■ **WORK TASK**
Return every line from the records below that has the word "provide".

------------------------------------------------------------------------

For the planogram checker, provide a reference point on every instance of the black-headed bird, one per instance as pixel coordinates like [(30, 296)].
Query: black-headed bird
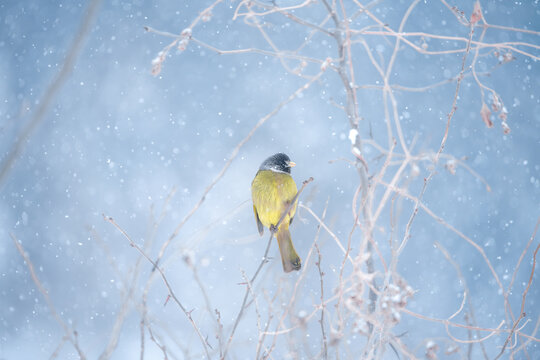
[(272, 190)]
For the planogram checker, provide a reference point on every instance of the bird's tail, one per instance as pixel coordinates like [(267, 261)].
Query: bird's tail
[(289, 257)]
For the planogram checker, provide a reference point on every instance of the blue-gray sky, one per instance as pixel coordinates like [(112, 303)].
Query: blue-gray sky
[(116, 140)]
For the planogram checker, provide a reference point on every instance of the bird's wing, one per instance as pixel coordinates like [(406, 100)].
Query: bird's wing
[(260, 226)]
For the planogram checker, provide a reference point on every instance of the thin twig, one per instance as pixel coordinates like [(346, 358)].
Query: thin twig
[(263, 261)]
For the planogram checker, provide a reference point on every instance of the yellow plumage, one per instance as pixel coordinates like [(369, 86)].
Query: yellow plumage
[(272, 192)]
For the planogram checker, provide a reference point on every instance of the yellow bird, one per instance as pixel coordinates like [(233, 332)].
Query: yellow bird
[(272, 190)]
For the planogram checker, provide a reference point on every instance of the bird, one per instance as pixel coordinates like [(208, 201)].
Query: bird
[(272, 191)]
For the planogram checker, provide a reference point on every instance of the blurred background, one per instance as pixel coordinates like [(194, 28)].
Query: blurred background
[(142, 149)]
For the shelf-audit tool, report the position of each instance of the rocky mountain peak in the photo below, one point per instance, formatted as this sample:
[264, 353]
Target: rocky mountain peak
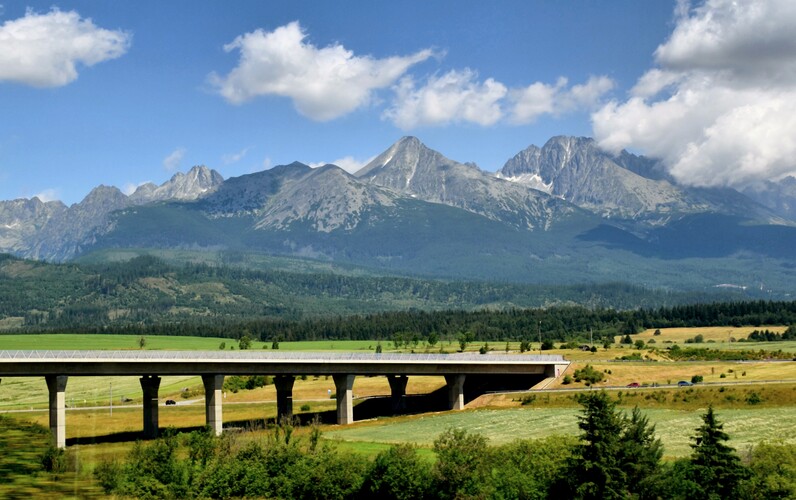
[197, 183]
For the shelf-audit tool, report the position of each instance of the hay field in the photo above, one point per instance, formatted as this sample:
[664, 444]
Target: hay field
[746, 427]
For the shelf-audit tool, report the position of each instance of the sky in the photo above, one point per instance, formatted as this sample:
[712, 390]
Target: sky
[123, 93]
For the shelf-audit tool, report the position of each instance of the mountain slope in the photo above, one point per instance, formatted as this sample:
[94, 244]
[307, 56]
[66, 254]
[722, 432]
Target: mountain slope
[411, 168]
[197, 183]
[621, 186]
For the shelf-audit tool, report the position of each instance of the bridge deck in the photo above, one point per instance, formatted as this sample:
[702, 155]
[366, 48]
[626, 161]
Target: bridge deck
[93, 363]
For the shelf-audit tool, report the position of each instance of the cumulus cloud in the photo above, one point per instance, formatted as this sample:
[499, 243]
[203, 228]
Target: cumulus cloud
[347, 163]
[44, 50]
[173, 160]
[455, 96]
[324, 83]
[130, 187]
[720, 107]
[539, 99]
[458, 97]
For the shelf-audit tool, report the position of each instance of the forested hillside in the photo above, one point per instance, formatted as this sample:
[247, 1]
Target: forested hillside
[149, 296]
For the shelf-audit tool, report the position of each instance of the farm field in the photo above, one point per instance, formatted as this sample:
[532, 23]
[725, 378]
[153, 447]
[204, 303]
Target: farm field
[746, 427]
[67, 341]
[715, 333]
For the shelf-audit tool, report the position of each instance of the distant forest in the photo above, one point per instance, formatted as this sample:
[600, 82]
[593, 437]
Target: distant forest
[148, 296]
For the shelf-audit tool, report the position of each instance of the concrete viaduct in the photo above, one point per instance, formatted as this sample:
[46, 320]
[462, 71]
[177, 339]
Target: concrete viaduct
[212, 366]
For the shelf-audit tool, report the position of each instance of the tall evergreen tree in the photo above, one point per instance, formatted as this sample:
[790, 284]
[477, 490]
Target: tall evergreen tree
[715, 467]
[595, 471]
[616, 457]
[640, 451]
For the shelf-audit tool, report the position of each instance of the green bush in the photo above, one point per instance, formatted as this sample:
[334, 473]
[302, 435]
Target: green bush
[588, 374]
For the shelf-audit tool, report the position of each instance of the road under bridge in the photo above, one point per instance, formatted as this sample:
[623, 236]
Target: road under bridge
[463, 373]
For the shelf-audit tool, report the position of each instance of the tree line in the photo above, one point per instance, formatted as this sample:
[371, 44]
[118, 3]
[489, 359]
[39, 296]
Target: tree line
[615, 456]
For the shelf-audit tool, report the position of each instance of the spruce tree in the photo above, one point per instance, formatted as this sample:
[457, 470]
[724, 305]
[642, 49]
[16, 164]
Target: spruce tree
[714, 465]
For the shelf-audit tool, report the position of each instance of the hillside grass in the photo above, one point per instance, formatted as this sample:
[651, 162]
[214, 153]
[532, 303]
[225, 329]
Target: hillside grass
[674, 427]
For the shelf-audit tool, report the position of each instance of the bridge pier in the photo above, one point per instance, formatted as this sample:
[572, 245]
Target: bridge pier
[214, 384]
[345, 398]
[397, 392]
[455, 391]
[150, 385]
[56, 386]
[284, 397]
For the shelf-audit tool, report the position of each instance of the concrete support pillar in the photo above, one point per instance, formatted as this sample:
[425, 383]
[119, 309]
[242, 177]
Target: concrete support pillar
[397, 392]
[284, 397]
[56, 385]
[554, 371]
[150, 385]
[345, 398]
[455, 391]
[214, 384]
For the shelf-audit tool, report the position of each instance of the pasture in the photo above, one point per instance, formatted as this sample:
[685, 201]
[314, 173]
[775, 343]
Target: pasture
[746, 427]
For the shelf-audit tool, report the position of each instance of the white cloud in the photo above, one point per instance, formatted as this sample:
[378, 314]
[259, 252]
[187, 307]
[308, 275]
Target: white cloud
[44, 50]
[130, 187]
[458, 97]
[230, 158]
[347, 163]
[324, 83]
[539, 99]
[455, 96]
[48, 195]
[173, 160]
[720, 108]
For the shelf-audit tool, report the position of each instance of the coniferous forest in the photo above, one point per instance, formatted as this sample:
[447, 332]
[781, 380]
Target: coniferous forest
[616, 455]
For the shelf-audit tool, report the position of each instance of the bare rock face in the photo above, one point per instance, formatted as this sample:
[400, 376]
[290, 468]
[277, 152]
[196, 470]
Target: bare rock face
[621, 186]
[78, 226]
[779, 196]
[22, 220]
[410, 168]
[200, 181]
[325, 199]
[53, 231]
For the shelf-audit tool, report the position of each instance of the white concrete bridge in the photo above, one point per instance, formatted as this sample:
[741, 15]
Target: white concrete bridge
[212, 366]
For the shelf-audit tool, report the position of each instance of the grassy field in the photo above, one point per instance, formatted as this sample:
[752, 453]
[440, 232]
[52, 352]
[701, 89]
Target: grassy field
[746, 427]
[715, 333]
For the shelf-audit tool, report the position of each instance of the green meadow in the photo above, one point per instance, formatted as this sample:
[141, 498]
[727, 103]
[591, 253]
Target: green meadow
[746, 427]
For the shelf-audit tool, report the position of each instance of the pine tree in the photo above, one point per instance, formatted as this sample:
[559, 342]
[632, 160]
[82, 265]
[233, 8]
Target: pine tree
[641, 451]
[595, 471]
[715, 466]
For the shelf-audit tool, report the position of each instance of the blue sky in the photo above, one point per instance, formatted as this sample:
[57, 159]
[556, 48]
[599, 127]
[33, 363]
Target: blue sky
[121, 93]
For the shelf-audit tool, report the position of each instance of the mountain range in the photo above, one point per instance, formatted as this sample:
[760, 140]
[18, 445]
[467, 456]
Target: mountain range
[567, 212]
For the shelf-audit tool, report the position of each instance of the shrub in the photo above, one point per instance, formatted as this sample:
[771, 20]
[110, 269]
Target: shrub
[588, 374]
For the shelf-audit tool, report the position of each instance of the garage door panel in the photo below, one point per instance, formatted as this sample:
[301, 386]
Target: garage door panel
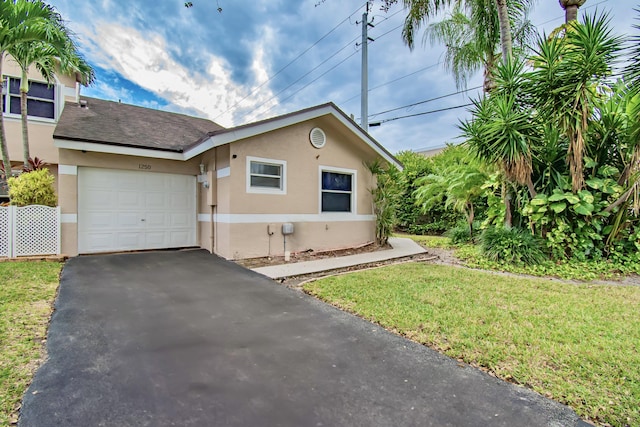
[157, 219]
[96, 220]
[99, 198]
[157, 201]
[156, 239]
[131, 210]
[129, 220]
[129, 240]
[178, 238]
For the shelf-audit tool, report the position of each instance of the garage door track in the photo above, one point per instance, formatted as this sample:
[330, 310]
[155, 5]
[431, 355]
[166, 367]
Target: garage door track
[186, 338]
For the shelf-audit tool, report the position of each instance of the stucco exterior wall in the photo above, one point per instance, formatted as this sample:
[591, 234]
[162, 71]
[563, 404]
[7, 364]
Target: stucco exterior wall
[253, 226]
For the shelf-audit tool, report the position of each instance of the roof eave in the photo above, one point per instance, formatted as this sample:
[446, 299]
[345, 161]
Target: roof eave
[230, 135]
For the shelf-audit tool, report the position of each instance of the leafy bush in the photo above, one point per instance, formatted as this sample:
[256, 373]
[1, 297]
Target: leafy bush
[512, 245]
[33, 188]
[459, 234]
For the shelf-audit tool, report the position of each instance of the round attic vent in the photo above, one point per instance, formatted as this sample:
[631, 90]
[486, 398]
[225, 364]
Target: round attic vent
[317, 137]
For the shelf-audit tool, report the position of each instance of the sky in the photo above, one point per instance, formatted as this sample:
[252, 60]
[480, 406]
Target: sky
[257, 59]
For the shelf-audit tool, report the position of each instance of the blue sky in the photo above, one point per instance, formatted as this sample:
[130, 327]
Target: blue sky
[229, 66]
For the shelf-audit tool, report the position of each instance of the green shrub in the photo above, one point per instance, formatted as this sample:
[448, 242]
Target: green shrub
[459, 234]
[33, 188]
[512, 245]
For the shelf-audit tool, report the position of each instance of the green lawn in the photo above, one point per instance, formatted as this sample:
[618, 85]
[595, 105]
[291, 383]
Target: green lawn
[578, 344]
[27, 291]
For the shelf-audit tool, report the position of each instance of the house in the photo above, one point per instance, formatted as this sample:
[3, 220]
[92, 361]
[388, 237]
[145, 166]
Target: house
[132, 178]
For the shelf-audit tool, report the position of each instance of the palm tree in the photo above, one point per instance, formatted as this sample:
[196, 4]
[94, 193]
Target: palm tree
[564, 82]
[47, 58]
[20, 21]
[472, 38]
[421, 10]
[571, 9]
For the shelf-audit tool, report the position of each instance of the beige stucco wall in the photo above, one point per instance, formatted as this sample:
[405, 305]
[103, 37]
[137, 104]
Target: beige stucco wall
[40, 130]
[248, 224]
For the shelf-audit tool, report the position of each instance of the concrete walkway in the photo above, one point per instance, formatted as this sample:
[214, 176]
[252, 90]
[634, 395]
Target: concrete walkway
[401, 247]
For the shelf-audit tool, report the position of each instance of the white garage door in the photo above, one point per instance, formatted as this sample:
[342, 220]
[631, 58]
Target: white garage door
[129, 210]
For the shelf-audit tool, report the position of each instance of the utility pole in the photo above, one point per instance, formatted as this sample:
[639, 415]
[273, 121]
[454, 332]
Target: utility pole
[364, 94]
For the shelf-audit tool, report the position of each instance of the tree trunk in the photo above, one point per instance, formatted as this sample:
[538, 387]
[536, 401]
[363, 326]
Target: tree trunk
[24, 88]
[6, 162]
[470, 218]
[505, 30]
[571, 13]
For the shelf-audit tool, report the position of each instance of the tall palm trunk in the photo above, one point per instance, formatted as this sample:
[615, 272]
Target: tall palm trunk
[24, 88]
[505, 30]
[6, 162]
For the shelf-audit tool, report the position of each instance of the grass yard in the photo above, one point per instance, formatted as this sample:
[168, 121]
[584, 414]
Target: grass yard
[27, 291]
[578, 344]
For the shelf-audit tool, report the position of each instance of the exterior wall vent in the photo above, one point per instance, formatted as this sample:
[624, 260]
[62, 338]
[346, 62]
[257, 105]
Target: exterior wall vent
[317, 137]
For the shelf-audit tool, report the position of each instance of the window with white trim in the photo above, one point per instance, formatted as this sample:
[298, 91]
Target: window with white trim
[266, 176]
[40, 98]
[336, 190]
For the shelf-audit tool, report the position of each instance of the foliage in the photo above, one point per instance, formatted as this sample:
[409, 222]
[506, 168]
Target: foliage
[33, 188]
[576, 343]
[26, 302]
[384, 196]
[471, 34]
[21, 22]
[566, 141]
[633, 68]
[512, 245]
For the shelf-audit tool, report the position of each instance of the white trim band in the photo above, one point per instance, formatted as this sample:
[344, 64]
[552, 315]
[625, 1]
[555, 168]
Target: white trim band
[282, 218]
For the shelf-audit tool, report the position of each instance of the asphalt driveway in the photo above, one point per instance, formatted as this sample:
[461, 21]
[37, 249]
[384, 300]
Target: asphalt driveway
[188, 339]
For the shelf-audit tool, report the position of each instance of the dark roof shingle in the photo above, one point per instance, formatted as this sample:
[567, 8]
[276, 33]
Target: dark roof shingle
[108, 122]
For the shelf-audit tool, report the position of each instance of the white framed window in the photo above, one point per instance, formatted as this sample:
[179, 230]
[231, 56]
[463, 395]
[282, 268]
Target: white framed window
[41, 99]
[266, 176]
[337, 190]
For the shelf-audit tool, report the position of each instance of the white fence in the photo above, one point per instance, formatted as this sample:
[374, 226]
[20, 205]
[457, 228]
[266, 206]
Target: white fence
[30, 230]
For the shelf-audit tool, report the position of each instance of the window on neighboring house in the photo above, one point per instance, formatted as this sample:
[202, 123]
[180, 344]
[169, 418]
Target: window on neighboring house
[40, 98]
[266, 176]
[337, 191]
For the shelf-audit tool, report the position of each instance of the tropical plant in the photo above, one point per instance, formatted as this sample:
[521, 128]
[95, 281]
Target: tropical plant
[459, 183]
[512, 245]
[384, 199]
[33, 188]
[420, 11]
[571, 9]
[632, 70]
[472, 38]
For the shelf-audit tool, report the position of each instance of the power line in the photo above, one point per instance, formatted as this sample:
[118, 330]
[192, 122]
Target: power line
[318, 66]
[253, 91]
[303, 76]
[425, 101]
[421, 114]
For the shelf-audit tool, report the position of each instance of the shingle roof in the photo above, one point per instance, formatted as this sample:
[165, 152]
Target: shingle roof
[108, 122]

------------------------------------------------------------------------

■ **ANSWER TO THIS PROBLEM**
For the planogram checker, provide a reference point on every instance of the black-headed bird, one per instance as pixel coordinates like [(30, 296)].
For the planogram checker, provide a reference point on every instance of the bird's tail, one per instance as pixel coordinates like [(267, 261)].
For the planogram checker, provide a reference point on every instance of the blue-gray sky, one per instance as pixel coordinates like [(112, 303)].
For the planogram checker, provide a reference point on every instance of the bird's wing, one per instance as pixel coordinates like [(406, 100)].
For the planogram checker, provide a reference point on every instance of the thin twig, one per instance as pixel coordinates like [(346, 358)].
For the planogram checker, provide a reference point on every instance of the yellow plumage, one per instance as pixel coordinates like [(369, 86)].
For the planogram checker, provide a reference point on every instance of the yellow bird, one per instance as pixel coordinates like [(233, 332)].
For the planogram checker, provide a reference point on every instance of the bird, one per instance as pixel coordinates like [(208, 201)].
For the planogram checker, provide a reference point on every instance of the blurred background, one per instance as pixel coordinates like [(194, 28)].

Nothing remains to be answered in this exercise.